What you should do
Convert the records below into a JSON list of strings, starting at the line containing "Locate every instance of the stone" and running through the last line of the records, both included. Give one string per line and leave out blank lines.

Dataset records
>> BEGIN

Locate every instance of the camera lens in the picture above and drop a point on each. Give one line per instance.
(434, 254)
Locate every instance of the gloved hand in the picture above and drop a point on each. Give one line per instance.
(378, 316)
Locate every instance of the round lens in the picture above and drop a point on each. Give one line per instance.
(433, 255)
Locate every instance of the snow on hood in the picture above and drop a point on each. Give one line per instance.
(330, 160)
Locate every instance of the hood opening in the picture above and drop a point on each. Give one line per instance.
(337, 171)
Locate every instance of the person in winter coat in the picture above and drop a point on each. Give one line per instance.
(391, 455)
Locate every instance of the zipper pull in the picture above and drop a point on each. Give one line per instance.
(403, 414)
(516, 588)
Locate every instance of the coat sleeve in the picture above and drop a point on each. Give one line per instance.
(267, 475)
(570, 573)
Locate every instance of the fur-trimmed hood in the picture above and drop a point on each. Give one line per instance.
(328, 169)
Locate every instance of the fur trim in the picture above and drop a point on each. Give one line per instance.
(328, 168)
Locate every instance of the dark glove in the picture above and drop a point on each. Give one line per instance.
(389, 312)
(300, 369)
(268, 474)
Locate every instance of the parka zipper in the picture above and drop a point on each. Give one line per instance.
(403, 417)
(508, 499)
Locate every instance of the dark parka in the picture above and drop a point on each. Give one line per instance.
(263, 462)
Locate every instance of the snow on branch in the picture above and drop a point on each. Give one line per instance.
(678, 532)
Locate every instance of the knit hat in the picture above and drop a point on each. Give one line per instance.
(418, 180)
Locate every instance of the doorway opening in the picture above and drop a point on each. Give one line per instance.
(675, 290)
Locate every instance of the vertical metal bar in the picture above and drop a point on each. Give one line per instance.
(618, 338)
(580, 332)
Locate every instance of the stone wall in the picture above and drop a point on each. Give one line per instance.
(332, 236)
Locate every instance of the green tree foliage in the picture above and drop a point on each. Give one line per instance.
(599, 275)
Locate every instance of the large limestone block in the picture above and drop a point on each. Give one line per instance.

>> END

Response to the task
[
  "Locate every instance of the stone wall in the picture above and drop a point on each. Give one line per instance.",
  "(332, 236)",
  "Locate every instance of the green tree foliage in the picture above and drop a point on each. Give one line per instance.",
  "(599, 275)",
  "Locate every instance of the large limestone block in the picture above and drop a point on each. Give one line per instance."
]